## TEXT BLOCK:
※ ※ ※

Re: GFS2 and DLM
From: Steven Whitehouse
Date: Tue Jun 20 2006 - 11:32:27 EST
Hi,
On Wed, 2006-06-21 at 00:04 +1000, Nick Piggin wrote:
> Thanks.
>
> Steven Whitehouse wrote:
> > kernel/printk.c | 1
> > mm/filemap.c | 1
> > mm/readahead.c | 1
>
> These EXPORTs are a bit unfortunate.
>
> BTW. you have one function that calls file_ra_state_init but never appears
> to use the initialized ra_state.
Thanks for pointing that one out, see:
http://www.kernel.org/git/?p=linux/kernel/git/steve/gfs2-2.6.git;a=commitdiff;h=0d42e54220ba34e031167138ef91cbd42d8b5876
for the patch to fix that.
>
> Why is gfs2_internal_read() called the "external read function" in the
> changelog?
>
Thats a typo/thinko I think. The title of the entry is still correct
though and should give a bit of a clue to that being wrong in the log.
> The internal_read function doesn't look like a great candidate for passing
> a ra_state to, which invokes all the mechanism expecting a regular file
> being accessed by a user program.
>
> It seems as though you could explicitly control readahead more optimally,
> but I don't know what the best way to do that would be. I assume Andrew
> has had a quick look and doesn't know either.
>
I'm not sure if he has looked at this specifically, I've not had any
other feedback suggesting that its a bad idea so far. It is used in
places where a regular file is being read, so it would appear to be the
"right thing" in those cases. At least it seems preferable to me than
the alternative of writing a special case readahead which I doubt would
be a great difference in performance.

※ ※ ※

## SUPPLIED INFORMATION:
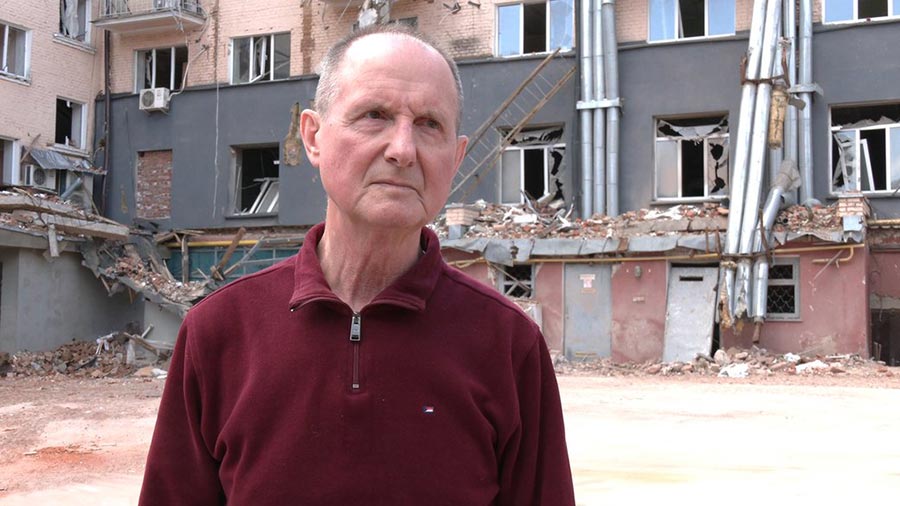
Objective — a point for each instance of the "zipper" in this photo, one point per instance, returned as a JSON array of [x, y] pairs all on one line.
[[355, 337]]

※ ※ ※

## ACTIONS TO TAKE:
(A) Say whether each statement agrees with the GFS2 message, giving yes or no and quoting the words from it that decide: (i) The reply points to a patch that fixes the unused ra_state. (ii) The reply says the title of the changelog entry is also wrong. (iii) The reply expects a special-case readahead to perform much better.
(B) Carry the GFS2 message on from the point where it stops.

## ANSWERS FOR THIS EXERCISE:
(A)
(i) Yes: "for the patch to fix that"
(ii) No: "The title of the entry is still correct"
(iii) No: "which I doubt would be a great difference in performance"

(B)
> The part where you needed file_read_actor looks like pretty much a stright
> cut and paste from __generic_file_aio_read, which indicates that you might
> be exporting at the wrong level.
>
Yes, and as the comment says:
/**
* __gfs2_file_aio_read - The main GFS2 read function
*
* N.B. This is almost, but not quite the same as __generic_file_aio_read()
* the important subtle different being that inode->i_size isn't valid
* unless we are holding a lock, and we do this _only_ on the O_DIRECT
* path since otherwise locking is done entirely at the page cache
* layer.
*/
We have to know the i_size since we fall back to buffered I/O in case
the read is outside the current size of the inode, exactly as other
filesystems do. We only do this on the read path though since the write
path for direct I/O works slightly differently and is not a problem in
that case.
I'm certainly interested in any possible solutions to this, but at the
moment, I can't see any easy way around it. Suggestions are very welcome
of course.
> Not sure about the tty_ export. Would it be better to make a generic
> printfish interface on top of it and also replace the interesting dquot.c
> gymnastics? (I don't know)
>
Possibly. Originally this code had its own copy of tty_write_message()
and it seemed a bit silly to duplicate this. I'm not sure though that we
really need a more generic interface - its only used for a single
function at the moment, and its crude but effective,
Steve.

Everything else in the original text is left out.